* start Record list *

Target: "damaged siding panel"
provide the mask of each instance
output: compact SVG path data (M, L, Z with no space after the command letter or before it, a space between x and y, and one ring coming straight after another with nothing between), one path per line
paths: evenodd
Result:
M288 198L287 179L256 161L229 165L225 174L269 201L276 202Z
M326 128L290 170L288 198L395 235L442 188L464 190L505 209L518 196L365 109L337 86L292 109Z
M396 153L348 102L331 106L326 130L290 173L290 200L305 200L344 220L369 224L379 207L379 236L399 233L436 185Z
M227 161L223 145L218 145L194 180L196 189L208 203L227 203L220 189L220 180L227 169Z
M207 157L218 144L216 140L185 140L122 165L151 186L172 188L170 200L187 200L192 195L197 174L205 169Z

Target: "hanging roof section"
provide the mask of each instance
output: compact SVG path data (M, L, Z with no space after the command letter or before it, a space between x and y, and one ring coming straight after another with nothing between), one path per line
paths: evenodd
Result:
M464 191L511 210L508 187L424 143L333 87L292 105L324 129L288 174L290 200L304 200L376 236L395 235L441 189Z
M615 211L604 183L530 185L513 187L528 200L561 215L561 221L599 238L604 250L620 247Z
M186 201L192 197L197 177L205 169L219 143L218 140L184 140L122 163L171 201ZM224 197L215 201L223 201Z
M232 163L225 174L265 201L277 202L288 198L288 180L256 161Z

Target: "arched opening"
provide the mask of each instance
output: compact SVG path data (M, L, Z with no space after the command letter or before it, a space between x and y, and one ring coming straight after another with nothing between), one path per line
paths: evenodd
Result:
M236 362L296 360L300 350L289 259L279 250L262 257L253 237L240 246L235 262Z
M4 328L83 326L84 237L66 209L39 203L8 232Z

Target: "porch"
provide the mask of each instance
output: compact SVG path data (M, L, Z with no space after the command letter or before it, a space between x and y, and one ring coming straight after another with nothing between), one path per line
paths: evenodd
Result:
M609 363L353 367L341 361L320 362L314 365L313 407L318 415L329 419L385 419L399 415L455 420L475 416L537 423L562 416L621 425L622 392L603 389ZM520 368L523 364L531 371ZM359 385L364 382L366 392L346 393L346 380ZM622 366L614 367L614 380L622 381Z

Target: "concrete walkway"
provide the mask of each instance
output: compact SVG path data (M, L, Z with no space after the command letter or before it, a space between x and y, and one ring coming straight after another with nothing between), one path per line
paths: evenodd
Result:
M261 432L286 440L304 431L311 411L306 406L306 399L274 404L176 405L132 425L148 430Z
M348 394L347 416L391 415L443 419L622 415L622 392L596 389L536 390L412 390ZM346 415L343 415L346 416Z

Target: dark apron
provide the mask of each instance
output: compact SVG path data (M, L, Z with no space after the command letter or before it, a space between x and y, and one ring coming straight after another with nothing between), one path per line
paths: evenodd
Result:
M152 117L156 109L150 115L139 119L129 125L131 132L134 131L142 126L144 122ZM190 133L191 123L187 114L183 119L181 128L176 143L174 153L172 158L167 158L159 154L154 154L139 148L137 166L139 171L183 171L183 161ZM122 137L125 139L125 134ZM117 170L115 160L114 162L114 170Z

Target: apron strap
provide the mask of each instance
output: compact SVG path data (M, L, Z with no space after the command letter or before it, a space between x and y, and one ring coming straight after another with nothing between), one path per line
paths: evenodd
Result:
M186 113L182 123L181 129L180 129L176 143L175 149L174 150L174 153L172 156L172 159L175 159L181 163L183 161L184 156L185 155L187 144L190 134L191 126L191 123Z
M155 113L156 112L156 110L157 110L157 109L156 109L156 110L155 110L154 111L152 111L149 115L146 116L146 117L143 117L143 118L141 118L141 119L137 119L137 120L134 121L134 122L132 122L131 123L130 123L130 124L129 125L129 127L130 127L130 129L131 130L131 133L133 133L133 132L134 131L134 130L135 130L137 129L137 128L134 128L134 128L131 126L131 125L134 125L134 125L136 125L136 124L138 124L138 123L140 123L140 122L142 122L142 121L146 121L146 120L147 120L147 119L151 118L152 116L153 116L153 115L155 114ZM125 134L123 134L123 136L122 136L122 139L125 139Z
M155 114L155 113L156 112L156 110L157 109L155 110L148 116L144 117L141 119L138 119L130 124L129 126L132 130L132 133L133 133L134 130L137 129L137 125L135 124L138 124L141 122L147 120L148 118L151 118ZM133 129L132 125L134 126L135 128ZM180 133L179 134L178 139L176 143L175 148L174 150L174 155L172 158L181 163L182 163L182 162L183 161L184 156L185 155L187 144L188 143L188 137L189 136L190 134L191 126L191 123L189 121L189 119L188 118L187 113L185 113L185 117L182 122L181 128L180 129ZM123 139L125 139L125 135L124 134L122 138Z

* end Record list *

### Job
Reproduce all of the records above, changing every occurrence of "instance" to "object" and keeping everything else identical.

### Solution below
Target: "damaged siding panel"
provide the mask of each object
output: compact SVG path data (M, L, Z with no space after the command letter or before it, a space between x and y, and one ring coming straight after another with nothing between), one path per line
paths: evenodd
Result:
M288 198L287 179L256 161L229 165L225 174L269 201L276 202Z
M326 128L290 170L288 198L395 235L442 188L464 190L505 209L518 196L365 109L337 86L292 109Z
M396 153L348 102L331 106L326 130L290 173L290 200L305 200L344 220L369 224L379 207L379 236L399 233L436 185Z
M227 161L223 145L218 145L194 180L196 189L208 203L227 203L220 189L220 180L227 169Z
M207 157L218 144L216 140L185 140L122 165L151 186L172 188L170 200L187 200L192 195L197 174L205 169Z

Target: "hanging roof section"
provide the mask of each object
output: compact SVG path data (M, L, Z with no space after the command letter or before it, a space between x and y, and one ring coming straight after another with nothing between), one path per line
paths: evenodd
Result:
M464 191L511 210L508 187L424 143L333 87L292 105L324 129L288 174L290 200L304 200L376 236L395 235L441 189Z
M615 211L604 183L530 185L513 187L528 200L561 215L561 221L599 238L604 250L620 247Z
M186 201L192 197L197 177L205 169L219 143L218 140L184 140L122 163L171 201ZM224 197L215 201L223 201Z
M232 163L225 174L265 201L277 202L288 198L288 180L256 161Z

Target: "arched opening"
provide the mask of each object
output: compact SVG path data (M, L, Z with no space after the command letter or before it, a space between x and y, and one ring coming straight after another with nothing between), one path per line
paths: evenodd
Result:
M236 362L296 360L300 350L289 259L279 250L262 257L253 237L240 246L235 262Z
M4 328L83 326L84 237L66 209L39 203L8 232Z

Target: "porch"
provide the mask of each object
output: compact SVG path data (M, L, Z with no space after the command letter or before it, a space between x and y, and one ring coming straight after another with nothing between), one path per line
paths: evenodd
Result:
M609 363L353 367L341 361L320 362L314 365L313 407L318 415L329 419L385 419L399 415L455 420L475 416L537 423L562 416L621 425L622 392L603 389ZM520 368L523 364L531 371ZM359 385L364 382L366 392L346 393L346 380ZM622 366L614 367L614 380L622 381Z

Target: "concrete walkway"
provide the mask of each object
output: compact SVG path data (M, L, Z with no space after the command letter or before it, a space between x and y, and one ring coming straight after another with nothing between), one path per line
paths: evenodd
Result:
M261 432L286 440L304 431L311 411L306 406L306 399L274 404L176 405L132 425L148 430Z
M348 394L347 416L391 415L443 419L622 415L622 392L596 389L536 390L412 390ZM346 415L343 415L346 416Z

Target: dark apron
provide the mask of each object
output: compact SVG path data (M, L, Z with no space after the command letter or before it, a space between x and y, and one ring coming straight after another with nothing between), one path per line
paths: evenodd
Result:
M152 117L156 109L150 115L139 119L129 125L131 132L134 131L142 126L144 122ZM190 133L191 123L187 114L183 119L181 128L176 143L174 153L172 158L167 158L159 154L154 154L139 148L137 166L139 171L183 171L183 161ZM122 137L125 139L125 134ZM117 170L115 160L114 162L114 170Z

Target: apron strap
provide the mask of each object
output: compact SVG path data (M, L, Z with no space after the command letter or before it, a space between x and y, and one ring coming straight after another with nothing between), one path per line
paths: evenodd
Result:
M186 113L182 123L181 129L180 129L176 143L175 149L174 150L174 153L172 156L172 159L175 159L181 163L183 161L184 156L185 155L187 144L190 134L191 126L191 123Z
M155 113L156 112L156 110L157 110L157 109L156 109L156 110L155 110L154 111L152 111L149 115L146 116L146 117L143 117L143 118L141 118L141 119L137 119L137 120L134 121L134 122L132 122L131 123L130 123L130 124L129 125L129 127L130 127L130 129L131 130L131 133L133 133L133 132L134 131L134 130L135 130L137 129L137 128L134 128L134 128L131 126L131 125L134 125L134 125L136 125L136 124L138 124L138 123L140 123L140 122L142 122L142 121L146 121L146 120L147 120L147 119L151 118L152 116L153 116L153 115L155 114ZM125 134L123 134L123 136L122 136L122 139L125 139Z
M155 114L155 113L156 112L156 110L157 109L155 110L148 116L144 117L141 119L138 119L130 124L129 126L132 130L132 133L133 133L134 130L137 129L137 125L135 124L138 124L141 122L147 120L148 118L151 118ZM133 129L132 125L134 126L135 128ZM180 133L179 134L178 139L176 143L175 148L174 150L174 155L172 158L181 163L182 163L182 162L183 161L184 156L185 155L187 144L188 143L188 137L189 136L190 134L191 126L191 123L189 121L189 119L188 118L187 113L185 113L185 117L182 122L181 128L180 129ZM123 139L125 139L125 135L124 134L122 138Z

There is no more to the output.